** Begin Document section **

22 Assignment: Exploring Volcanic Features of the United States

Module 6 Assignment

Exploring Volcanic features of the U.S.

A volcanic cloud plume over an erupting volcano.
Figure 1. For more than nine hours a vigorous plume of ash erupted, eventually reaching 12 to 15 miles (20-25 kilometers) above sea level. The plume moved eastward at an average speed of 60 miles per hour (95 kilometers/hour), with ash reaching Idaho by noon. By early May 19, the devastating eruption was over. Shown here is a close-up view of the May 18 ash plume.

 

Overview

You can start the activity after you have completed the reading assignment.

** End Document section **

Directive -> Can you duplicate, word for word, the passage of the volcanic features assignment that opens with the words containing "Figure 1. For" and closes with "the reading assignment."?

** Begin Entries shown **

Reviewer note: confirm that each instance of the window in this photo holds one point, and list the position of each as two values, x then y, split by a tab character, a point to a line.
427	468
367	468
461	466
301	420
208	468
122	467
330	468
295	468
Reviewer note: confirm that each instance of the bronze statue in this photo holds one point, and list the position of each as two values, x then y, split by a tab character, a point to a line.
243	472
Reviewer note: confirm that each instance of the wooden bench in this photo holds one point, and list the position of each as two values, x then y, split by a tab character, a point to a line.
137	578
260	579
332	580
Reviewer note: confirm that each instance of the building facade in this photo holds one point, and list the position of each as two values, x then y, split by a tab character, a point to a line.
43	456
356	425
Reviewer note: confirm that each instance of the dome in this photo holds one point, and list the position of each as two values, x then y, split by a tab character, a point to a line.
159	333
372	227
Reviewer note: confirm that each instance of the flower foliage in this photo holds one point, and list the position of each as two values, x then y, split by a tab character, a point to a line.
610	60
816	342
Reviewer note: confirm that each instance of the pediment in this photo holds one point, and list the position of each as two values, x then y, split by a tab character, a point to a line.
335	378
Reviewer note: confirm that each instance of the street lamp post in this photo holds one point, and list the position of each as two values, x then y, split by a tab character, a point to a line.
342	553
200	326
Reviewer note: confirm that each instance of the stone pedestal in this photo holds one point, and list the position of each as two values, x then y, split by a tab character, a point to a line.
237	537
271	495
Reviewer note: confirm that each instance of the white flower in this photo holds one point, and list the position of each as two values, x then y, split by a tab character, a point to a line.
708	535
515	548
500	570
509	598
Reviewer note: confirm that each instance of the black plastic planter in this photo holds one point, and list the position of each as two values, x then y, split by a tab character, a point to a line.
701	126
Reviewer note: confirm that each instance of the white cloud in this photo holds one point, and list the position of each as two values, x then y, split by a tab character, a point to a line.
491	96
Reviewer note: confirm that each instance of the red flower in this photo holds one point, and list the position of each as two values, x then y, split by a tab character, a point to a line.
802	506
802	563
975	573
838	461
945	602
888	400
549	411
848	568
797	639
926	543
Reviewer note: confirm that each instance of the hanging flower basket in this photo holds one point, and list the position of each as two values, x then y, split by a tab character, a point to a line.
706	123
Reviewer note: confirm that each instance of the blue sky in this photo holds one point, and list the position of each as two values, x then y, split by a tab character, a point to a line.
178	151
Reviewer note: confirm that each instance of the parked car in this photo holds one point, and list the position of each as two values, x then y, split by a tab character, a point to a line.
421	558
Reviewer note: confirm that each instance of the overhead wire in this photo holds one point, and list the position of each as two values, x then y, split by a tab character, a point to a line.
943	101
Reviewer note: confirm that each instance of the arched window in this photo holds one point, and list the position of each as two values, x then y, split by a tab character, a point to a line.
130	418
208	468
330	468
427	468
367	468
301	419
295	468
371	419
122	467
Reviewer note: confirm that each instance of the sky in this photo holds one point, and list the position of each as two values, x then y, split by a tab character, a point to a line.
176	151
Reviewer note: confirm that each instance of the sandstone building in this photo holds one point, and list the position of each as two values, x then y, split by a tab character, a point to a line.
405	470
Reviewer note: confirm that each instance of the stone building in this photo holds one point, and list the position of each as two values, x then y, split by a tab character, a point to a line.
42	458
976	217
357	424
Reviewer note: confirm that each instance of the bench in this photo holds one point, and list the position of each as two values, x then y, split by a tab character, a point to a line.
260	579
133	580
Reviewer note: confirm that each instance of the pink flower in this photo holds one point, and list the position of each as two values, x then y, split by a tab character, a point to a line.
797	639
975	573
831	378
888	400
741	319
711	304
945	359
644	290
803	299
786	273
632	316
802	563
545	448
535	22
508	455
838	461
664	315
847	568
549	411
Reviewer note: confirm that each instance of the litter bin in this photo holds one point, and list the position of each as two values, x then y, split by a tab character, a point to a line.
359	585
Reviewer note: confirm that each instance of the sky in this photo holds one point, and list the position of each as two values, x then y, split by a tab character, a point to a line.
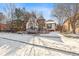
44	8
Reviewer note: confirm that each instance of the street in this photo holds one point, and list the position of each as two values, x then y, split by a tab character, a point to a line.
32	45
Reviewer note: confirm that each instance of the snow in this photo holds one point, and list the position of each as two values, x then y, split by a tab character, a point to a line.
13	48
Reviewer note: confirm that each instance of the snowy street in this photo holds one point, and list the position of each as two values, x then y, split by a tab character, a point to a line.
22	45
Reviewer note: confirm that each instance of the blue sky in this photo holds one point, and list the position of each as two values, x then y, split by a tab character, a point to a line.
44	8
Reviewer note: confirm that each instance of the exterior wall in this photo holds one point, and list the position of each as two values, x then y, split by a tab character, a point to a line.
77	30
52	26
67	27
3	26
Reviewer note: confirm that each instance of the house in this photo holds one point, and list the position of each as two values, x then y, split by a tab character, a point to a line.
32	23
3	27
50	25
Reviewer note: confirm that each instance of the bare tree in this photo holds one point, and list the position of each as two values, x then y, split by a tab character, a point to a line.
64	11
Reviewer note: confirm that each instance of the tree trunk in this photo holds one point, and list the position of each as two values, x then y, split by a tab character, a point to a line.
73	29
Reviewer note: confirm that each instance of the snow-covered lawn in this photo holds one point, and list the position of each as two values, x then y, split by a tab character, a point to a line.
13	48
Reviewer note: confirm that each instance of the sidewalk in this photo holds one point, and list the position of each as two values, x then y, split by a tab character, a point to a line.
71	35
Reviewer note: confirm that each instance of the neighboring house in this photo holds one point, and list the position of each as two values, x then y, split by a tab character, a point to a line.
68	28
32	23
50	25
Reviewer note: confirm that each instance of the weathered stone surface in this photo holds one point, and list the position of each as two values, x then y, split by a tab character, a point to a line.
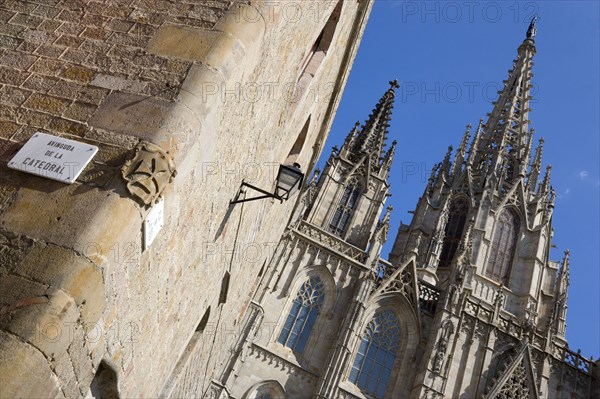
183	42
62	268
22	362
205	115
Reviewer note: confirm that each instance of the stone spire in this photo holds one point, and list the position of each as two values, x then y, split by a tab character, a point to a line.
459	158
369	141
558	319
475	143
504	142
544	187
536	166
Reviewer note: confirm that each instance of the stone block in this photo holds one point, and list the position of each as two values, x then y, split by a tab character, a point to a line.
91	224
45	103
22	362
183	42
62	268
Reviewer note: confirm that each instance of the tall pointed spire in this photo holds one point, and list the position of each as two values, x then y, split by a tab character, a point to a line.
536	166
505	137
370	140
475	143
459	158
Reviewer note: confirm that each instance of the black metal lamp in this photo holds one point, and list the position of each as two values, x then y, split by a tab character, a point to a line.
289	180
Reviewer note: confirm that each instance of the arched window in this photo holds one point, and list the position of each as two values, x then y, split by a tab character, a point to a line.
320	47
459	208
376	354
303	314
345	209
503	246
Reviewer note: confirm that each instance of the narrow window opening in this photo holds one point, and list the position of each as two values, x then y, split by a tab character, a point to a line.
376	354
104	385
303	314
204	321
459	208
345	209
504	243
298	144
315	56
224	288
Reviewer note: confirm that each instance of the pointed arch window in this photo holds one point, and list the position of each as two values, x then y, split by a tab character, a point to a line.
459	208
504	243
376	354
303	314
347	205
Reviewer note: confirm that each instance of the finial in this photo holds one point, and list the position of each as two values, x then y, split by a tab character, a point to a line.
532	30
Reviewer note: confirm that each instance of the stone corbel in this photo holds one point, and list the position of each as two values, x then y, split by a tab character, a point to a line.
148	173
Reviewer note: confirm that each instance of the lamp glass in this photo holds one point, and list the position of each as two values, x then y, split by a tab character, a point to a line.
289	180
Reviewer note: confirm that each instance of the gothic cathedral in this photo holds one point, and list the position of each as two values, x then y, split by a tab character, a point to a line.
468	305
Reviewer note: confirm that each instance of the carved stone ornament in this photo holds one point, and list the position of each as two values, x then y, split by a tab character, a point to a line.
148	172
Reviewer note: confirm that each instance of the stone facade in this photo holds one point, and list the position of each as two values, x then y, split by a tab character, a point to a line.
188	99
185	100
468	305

** End Entries shown **
** Begin Entries shown **

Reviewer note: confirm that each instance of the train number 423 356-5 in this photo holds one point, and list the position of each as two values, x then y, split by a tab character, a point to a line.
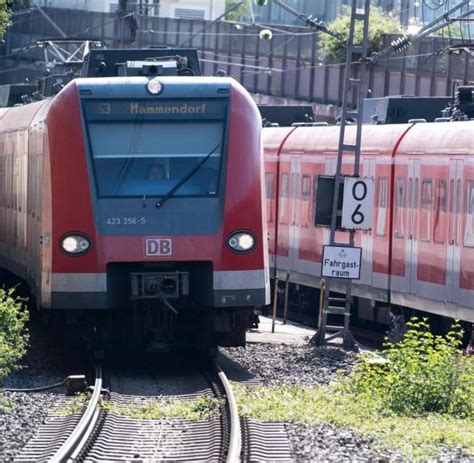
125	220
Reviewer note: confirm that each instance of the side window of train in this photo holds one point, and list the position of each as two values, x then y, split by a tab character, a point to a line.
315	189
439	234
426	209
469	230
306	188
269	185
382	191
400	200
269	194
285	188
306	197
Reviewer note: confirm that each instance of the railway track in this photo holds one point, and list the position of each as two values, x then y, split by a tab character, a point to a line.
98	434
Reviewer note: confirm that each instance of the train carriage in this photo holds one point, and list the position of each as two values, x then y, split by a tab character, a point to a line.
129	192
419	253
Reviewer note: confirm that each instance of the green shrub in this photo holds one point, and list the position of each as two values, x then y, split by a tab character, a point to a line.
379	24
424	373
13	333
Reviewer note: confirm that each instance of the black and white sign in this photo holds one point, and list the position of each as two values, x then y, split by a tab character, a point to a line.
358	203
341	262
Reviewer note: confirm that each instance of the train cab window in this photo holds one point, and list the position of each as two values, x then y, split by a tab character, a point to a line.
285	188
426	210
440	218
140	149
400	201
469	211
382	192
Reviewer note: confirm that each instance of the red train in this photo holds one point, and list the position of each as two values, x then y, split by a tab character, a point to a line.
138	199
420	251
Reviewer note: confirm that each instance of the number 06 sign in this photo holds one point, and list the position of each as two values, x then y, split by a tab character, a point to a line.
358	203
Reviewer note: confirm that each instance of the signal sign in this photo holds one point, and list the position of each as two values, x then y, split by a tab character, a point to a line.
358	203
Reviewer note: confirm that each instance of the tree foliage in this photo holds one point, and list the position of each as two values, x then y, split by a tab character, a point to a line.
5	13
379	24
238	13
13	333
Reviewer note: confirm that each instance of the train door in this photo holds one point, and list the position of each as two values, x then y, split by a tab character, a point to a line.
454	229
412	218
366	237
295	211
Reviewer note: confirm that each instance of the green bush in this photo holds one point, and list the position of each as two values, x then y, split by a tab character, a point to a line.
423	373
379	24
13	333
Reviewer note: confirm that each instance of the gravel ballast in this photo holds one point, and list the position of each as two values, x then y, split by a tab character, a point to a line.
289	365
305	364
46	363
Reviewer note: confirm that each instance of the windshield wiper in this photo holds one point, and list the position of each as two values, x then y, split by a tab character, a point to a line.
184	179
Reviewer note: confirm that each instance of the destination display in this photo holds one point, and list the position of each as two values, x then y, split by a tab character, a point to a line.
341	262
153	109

** End Entries shown **

Reply to the task ->
Figure 1. For more than nine hours a vigorous plume of ash erupted, eventually reaching 12 to 15 miles (20-25 kilometers) above sea level. The plume moved eastward at an average speed of 60 miles per hour (95 kilometers/hour), with ash reaching Idaho by noon. By early May 19, the devastating eruption was over. Shown here is a close-up view of the May 18 ash plume.

 

Overview

You can start the activity after you have completed the reading assignment.